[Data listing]
==*==
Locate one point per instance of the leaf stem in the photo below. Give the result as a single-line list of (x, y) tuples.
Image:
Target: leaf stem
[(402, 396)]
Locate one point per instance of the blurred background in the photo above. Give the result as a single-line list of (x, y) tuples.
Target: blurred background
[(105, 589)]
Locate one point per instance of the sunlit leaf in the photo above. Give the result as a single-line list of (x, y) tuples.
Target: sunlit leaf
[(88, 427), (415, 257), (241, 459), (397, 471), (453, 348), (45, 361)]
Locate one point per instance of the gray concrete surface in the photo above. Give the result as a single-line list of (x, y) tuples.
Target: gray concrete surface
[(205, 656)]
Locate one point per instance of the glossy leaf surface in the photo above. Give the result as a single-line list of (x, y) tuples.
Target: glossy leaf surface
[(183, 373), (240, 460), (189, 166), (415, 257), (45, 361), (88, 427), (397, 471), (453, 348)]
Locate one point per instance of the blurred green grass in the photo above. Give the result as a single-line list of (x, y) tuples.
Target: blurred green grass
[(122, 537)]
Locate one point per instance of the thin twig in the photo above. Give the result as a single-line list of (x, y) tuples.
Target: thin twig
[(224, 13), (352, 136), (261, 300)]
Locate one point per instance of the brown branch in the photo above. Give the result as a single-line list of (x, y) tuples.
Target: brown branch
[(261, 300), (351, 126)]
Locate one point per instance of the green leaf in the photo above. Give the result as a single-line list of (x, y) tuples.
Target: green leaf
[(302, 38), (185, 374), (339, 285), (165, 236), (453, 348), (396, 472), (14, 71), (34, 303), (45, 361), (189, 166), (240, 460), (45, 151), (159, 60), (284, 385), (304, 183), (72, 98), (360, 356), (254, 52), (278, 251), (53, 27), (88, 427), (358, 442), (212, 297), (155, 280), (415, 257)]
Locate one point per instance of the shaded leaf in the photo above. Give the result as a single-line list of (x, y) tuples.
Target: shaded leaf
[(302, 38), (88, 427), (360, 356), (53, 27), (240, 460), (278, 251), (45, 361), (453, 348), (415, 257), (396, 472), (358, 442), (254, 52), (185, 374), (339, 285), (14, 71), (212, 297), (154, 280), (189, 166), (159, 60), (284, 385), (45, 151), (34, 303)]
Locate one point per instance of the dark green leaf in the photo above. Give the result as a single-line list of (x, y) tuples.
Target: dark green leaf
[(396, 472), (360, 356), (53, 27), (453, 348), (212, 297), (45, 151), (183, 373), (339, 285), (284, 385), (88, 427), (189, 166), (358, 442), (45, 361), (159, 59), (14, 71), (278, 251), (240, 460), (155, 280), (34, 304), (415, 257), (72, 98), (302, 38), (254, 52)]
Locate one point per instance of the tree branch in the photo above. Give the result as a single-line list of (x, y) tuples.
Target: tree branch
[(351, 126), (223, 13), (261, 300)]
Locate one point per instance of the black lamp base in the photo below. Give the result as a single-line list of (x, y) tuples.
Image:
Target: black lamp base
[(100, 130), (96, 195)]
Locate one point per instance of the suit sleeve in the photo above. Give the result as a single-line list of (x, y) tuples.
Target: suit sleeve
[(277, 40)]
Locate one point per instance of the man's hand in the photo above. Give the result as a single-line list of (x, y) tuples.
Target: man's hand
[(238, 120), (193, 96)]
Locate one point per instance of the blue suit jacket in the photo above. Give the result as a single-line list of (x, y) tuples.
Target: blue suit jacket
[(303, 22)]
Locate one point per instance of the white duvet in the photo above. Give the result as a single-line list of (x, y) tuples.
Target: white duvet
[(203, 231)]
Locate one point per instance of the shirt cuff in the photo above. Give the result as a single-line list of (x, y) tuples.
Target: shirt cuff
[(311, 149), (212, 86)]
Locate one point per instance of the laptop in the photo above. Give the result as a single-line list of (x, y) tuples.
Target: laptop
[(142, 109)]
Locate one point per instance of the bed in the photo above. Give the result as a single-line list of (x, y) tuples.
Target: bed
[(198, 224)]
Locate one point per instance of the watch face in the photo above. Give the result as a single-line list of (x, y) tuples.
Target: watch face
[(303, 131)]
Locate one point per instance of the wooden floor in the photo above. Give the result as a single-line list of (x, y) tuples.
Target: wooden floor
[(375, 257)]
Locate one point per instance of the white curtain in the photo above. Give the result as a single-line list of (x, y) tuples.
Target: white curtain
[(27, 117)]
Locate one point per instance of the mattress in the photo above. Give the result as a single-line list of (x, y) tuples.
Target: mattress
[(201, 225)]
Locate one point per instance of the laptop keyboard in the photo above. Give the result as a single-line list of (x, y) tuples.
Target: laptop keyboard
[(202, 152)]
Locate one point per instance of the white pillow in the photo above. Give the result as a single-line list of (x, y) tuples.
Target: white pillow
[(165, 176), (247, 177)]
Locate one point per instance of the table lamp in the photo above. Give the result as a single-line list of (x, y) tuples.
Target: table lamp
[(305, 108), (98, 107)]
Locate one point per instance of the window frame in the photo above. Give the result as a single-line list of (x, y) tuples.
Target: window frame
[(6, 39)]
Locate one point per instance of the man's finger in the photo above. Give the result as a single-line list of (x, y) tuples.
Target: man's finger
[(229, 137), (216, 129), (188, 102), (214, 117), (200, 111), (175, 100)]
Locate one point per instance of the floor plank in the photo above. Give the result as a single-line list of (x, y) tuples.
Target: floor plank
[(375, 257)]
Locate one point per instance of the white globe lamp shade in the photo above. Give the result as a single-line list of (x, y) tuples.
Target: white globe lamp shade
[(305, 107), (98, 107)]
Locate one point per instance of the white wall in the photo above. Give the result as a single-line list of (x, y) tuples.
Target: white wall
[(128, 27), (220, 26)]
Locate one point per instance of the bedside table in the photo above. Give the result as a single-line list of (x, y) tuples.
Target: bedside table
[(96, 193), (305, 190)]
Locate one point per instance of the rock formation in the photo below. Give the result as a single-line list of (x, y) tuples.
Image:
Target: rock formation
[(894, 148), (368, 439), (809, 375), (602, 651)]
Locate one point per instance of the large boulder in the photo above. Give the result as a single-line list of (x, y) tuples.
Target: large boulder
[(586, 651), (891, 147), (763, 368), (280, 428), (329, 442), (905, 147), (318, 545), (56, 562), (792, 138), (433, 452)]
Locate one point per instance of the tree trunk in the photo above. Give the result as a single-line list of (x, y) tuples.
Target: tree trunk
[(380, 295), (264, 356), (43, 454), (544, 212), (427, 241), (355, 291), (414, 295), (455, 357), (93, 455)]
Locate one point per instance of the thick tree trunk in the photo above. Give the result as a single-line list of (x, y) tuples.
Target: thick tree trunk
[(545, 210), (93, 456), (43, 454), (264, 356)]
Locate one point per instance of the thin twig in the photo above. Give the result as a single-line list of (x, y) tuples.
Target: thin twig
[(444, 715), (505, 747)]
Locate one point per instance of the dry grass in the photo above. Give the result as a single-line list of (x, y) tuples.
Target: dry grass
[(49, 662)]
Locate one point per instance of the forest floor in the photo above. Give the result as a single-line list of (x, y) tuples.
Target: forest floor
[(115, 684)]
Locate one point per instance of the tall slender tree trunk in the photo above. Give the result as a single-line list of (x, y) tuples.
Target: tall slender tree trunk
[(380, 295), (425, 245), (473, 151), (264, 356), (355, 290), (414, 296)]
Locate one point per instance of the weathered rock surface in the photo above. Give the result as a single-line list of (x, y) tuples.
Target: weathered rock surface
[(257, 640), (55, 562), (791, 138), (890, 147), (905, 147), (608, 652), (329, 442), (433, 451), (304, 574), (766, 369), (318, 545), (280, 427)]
==*==
**What you have to do**
Shift the coordinates in the records by 90. Reproduce everything from the line containing "Locate one point per instance of the large" down to the line containing "357), (93, 455)]", both lines included, adding 90 to each number in the coordinate lists and leaving all other text unchanged.

**Expected output**
Locate one point per instance of the large boulder in the photo above. Give the result as a single-line list of (x, y) tuples.
Target: large boulder
[(676, 741), (981, 237), (853, 458), (370, 518), (419, 532), (995, 237), (408, 635), (146, 652), (882, 228), (523, 542)]
Locate one point per instance of the tree trunk in the photo above. Give the result as a single-line list of (x, y) tuples.
Target: tree trunk
[(470, 385), (354, 446), (133, 544), (634, 302), (517, 331), (445, 381), (504, 385), (545, 447), (183, 545)]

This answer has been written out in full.